ACTION ITEM →
Reproduce, exactly and in full, only the lines below from the one containing "target | curved horn" through the one containing "target | partial leg of another impala".

(Records from a dataset)
—————
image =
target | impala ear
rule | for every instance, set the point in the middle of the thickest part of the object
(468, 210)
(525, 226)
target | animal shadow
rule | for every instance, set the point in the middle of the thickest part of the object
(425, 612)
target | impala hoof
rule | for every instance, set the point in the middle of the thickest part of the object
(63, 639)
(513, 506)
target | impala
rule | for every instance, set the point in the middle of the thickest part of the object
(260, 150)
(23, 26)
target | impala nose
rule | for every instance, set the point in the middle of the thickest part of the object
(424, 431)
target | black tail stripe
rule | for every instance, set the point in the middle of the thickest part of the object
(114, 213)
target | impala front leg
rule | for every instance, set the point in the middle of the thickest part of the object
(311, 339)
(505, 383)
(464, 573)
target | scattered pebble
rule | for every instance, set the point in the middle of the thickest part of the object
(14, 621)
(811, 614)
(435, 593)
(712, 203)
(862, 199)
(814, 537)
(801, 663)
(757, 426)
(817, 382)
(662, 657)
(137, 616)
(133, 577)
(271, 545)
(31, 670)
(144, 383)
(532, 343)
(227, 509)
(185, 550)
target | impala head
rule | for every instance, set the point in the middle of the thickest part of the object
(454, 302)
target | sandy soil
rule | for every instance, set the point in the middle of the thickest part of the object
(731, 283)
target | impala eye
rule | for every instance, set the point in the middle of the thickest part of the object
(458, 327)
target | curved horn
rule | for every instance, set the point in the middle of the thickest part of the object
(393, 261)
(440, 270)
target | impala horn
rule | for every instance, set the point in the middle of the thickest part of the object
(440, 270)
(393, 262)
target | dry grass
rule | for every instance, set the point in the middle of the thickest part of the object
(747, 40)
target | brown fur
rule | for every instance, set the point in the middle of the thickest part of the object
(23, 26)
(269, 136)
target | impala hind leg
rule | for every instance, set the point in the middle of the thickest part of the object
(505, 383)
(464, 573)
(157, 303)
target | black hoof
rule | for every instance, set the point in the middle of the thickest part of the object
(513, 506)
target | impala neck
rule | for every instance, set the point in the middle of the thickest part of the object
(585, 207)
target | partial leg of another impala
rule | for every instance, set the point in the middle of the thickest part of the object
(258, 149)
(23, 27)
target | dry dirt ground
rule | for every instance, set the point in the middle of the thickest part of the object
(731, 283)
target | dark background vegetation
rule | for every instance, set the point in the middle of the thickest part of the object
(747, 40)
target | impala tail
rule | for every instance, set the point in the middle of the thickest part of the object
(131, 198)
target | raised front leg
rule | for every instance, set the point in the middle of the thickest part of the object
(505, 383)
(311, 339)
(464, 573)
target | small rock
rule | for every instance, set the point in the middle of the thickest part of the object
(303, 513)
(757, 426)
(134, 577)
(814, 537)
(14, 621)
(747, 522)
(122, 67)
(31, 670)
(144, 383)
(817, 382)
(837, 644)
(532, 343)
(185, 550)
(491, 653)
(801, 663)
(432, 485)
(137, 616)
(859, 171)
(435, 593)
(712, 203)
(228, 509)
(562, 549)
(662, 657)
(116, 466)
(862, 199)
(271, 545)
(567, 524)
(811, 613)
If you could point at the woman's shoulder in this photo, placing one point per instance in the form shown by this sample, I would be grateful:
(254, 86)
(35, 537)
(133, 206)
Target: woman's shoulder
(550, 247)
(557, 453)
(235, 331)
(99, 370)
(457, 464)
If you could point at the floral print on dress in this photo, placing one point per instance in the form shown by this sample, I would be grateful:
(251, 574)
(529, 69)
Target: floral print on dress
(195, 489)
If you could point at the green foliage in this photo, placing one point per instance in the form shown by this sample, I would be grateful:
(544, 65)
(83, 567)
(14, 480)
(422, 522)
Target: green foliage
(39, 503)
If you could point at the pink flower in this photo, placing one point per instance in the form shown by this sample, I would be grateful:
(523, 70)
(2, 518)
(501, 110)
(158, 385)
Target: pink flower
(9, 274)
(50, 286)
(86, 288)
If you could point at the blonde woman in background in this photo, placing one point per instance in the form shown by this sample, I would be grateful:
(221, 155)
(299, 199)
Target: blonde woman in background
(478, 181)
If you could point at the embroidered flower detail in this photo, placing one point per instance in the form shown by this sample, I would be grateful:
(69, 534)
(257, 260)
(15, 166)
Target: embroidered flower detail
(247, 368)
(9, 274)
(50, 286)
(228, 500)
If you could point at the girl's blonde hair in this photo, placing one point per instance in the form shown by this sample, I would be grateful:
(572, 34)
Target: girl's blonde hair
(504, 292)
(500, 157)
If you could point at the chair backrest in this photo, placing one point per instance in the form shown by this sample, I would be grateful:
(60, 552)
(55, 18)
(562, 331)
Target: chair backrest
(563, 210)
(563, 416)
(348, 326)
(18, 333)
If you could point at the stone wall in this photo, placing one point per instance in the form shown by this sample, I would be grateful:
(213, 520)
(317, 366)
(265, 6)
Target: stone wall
—————
REPLY TO THE EXERCISE →
target | curved horn
rule | for every instance, set the point in the middle of the thickest part of the object
(393, 261)
(440, 270)
target | impala horn
rule | for every instance, set the point in the middle of the thickest part of the object
(440, 270)
(393, 262)
target | dry grass
rule | for every instance, set the point in the middle of the thickest part of the object
(747, 40)
target | brown fur
rule | for every instance, set the point in the middle of the thickest part of the object
(23, 26)
(269, 136)
target | impala hind leg
rule | for every instance, set the point in the middle of the thickest part of the object
(505, 383)
(464, 573)
(157, 303)
target | black hoof
rule | for every instance, set the point in the middle of the thickest part of the object
(513, 506)
target | impala neck
rule | for every instance, set the point in the middle of the thickest part of the object
(585, 207)
target | partial leg of another impala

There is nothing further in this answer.